Records from a collection

● ● ●

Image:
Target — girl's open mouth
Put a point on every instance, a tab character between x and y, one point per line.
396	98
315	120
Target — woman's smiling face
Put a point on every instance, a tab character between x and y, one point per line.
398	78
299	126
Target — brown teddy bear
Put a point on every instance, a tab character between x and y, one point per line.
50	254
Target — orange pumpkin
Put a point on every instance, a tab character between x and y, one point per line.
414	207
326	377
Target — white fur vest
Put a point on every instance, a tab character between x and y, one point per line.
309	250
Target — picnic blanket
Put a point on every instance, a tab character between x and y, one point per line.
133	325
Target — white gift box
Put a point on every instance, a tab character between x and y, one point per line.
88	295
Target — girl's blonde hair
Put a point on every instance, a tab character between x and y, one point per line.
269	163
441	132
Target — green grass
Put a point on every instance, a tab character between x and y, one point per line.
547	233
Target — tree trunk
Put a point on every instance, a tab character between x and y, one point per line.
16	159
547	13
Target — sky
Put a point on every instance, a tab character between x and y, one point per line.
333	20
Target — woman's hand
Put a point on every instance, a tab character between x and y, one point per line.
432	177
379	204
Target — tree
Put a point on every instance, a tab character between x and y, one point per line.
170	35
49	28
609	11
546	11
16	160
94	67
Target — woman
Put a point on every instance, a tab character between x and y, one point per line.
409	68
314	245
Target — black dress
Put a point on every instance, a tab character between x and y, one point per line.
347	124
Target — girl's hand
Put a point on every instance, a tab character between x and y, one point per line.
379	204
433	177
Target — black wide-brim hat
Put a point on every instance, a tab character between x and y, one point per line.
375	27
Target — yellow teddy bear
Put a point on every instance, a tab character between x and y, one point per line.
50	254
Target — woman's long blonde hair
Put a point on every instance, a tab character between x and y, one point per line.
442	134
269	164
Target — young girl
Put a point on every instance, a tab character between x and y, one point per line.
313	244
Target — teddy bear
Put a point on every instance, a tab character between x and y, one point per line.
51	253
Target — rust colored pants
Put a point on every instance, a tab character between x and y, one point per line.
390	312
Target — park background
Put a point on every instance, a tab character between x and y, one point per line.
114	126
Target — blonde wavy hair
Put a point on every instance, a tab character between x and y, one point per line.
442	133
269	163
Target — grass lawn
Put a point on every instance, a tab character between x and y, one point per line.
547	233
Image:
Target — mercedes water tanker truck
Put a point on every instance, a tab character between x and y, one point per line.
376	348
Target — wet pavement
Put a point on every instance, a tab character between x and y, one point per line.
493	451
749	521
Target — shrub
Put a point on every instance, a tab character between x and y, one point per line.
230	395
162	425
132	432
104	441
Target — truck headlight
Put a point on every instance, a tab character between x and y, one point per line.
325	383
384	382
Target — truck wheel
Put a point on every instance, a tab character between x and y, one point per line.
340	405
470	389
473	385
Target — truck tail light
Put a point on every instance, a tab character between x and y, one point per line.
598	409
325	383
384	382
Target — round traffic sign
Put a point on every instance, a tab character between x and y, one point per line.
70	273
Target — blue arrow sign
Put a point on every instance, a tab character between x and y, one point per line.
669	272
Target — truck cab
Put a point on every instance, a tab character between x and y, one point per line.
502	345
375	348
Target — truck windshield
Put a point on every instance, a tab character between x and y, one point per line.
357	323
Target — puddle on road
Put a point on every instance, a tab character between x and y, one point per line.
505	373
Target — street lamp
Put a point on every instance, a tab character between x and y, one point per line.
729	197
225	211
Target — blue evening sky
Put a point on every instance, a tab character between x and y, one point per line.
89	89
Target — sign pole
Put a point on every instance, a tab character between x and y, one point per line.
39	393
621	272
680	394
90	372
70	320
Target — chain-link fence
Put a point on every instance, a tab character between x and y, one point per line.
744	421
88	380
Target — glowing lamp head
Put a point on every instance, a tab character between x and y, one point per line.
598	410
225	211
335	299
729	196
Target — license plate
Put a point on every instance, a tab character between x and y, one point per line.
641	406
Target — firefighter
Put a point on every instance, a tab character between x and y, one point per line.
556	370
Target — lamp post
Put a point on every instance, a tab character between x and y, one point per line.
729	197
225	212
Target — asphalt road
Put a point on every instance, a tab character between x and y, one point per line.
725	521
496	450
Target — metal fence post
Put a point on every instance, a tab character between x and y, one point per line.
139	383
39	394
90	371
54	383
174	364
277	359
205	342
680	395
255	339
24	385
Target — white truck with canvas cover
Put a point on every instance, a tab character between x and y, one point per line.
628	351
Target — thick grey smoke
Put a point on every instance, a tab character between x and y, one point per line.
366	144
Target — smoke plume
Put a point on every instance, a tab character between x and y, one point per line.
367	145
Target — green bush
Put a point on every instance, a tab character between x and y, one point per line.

● ● ●

**Stated problem**
Each line must be given again exactly as written above.

**Response below**
Image:
Target — girl's open mouth
Put a point on every instance, a tab character between x and y, one point per line.
396	98
315	120
Target — woman's smiling face
Put a point on every instance, a tab character between x and y, one point per line.
398	78
299	126
Target — brown teddy bear
Put a point on every instance, a tab character between x and y, one point per line.
50	254
Target — orange pumpkin
Put a point on every instance, a tab character between x and y, one point per line.
414	207
326	377
Target — white fur vest
Put a point on every instance, a tab character between x and y, one point per line.
309	250
Target — picnic blanket
Put a point on every instance, a tab character between x and y, one point per line.
133	325
Target — white gift box
Put a point on every instance, a tab character between x and y, one point per line.
88	295
Target — girl's blonde hair
Put a point on every instance, a tab character between x and y, one point per line.
269	163
441	132
Target — green grass
Put a point on every instance, a tab character between x and y, one point per line.
547	233
Target — tree trunk
Put a point on every instance, a tab character between x and y, one point per line.
16	159
547	13
Target — sky
Put a point on every instance, a tab character between x and y, one point per line.
333	20
Target — woman's hand
Put a point on every instance, a tab character between x and y, one point per line.
432	177
379	204
Target — tree
Put a point on every instance, a tab character between x and y, one point per line.
170	35
49	28
609	11
546	11
16	160
94	67
Target — woman
Put a point on every instance, a tab character between x and y, one point per line.
409	68
314	245
Target — black dress
Put a point on every instance, a tab character between x and y, one point per line.
347	124
Target — girl's hand
Put a point on every instance, a tab character between x and y, one point per line.
379	204
433	177
Target — black wide-brim hat
Put a point on every instance, a tab character between x and y, one point per line.
375	27
Target — yellow teddy bear
Put a point on every instance, a tab character between x and y, one point per line.
50	254
Target — woman's long blonde hair
Put a point on every instance, a tab character between x and y, one point per line.
442	134
269	164
Target — young girl
Put a point on every instance, a tab character between x and y, one point per line.
313	244
Target — teddy bear
Put a point on every instance, a tab character between x and y, one point per line.
51	253
Target — rust colored pants
Put a point on every instance, a tab character between x and y, one point per line.
390	312
Target — park background
Put a point on every instance, a tab character between x and y, one point per line.
114	126
Target — blonde wavy hair
Put a point on every instance, a tab character between x and y, one point per line.
442	133
269	163
Target — grass lawn
Put a point on every instance, a tab character between x and y, one point per line.
547	233
Image:
Target — mercedes water tanker truck
Put a point on every instance, a tab character between x and y, one point per line.
376	348
Target — wet pavement
Put a point on every instance, a tab character between x and y, one point per line.
493	451
749	521
Target — shrub
Put a point on every instance, a tab character between x and y, one point per line.
230	395
162	425
132	432
104	441
Target — truck headlight
Put a point on every instance, a tab character between x and y, one point per line.
325	383
384	382
Target — truck wheel
Put a point on every instance, a tab character between x and y, one point per line.
340	405
470	389
473	385
Target — truck tail light
Put a point on every instance, a tab character between x and y, one point per line.
598	409
325	383
384	382
Target — round traffic sign
Put a point on every instance, a tab character between x and y, one point per line.
70	273
Target — blue arrow sign
Put a point on every instance, a tab character between x and y, one point per line.
669	272
Target — truck cab
Put a point on every instance, a tab character between x and y, one point per line.
502	345
375	348
Target — truck windshield
Put a point on every instance, a tab character between x and y, one point per line.
357	323
Target — puddle on road
Put a point on every instance, a tab character between x and y, one point per line.
505	373
Target — street lamp
Put a point on every instance, a tab character between x and y, one point per line.
729	197
225	211
Target — blue evening sky
Put a point on every instance, a tab character between x and y, one point per line.
89	89
Target — sign pole
Put a point on every instance, a tab character between x and y, one point per line.
39	393
621	272
680	394
90	372
70	320
Target — chain-link fence
Put a point on every instance, a tab character between x and y, one point per line.
744	421
88	380
Target — glowing lamp head
Put a point on every instance, a tab character between x and y, one point per line.
598	410
225	211
335	299
729	196
Target — license plate
Put a point on every instance, a tab character between x and y, one point per line.
641	406
Target — firefighter
Put a point on every instance, a tab character between x and y, one point per line.
556	370
Target — lamp post
Put a point on every instance, a tab character between x and y, one point per line.
729	197
225	212
Target — asphalt road
Put a point on every instance, a tab character between x and y, one point per line.
725	521
496	450
Target — metal fence post
Put a point on every instance, a tab character between x and y, one point per line.
139	383
39	394
90	371
54	383
174	364
277	359
205	342
680	395
255	339
24	385
Target — white truck with canvas cover
Put a point on every instance, a tab character between x and y, one point per line.
628	351
Target — thick grey smoke
Put a point on every instance, a tab character between x and y, one point per line.
366	144
Target — smoke plume
Put a point on every instance, a tab character between x and y, one point per line.
367	145
Target — green bush
Put a point on every instance, a tab character between x and y, one point per line.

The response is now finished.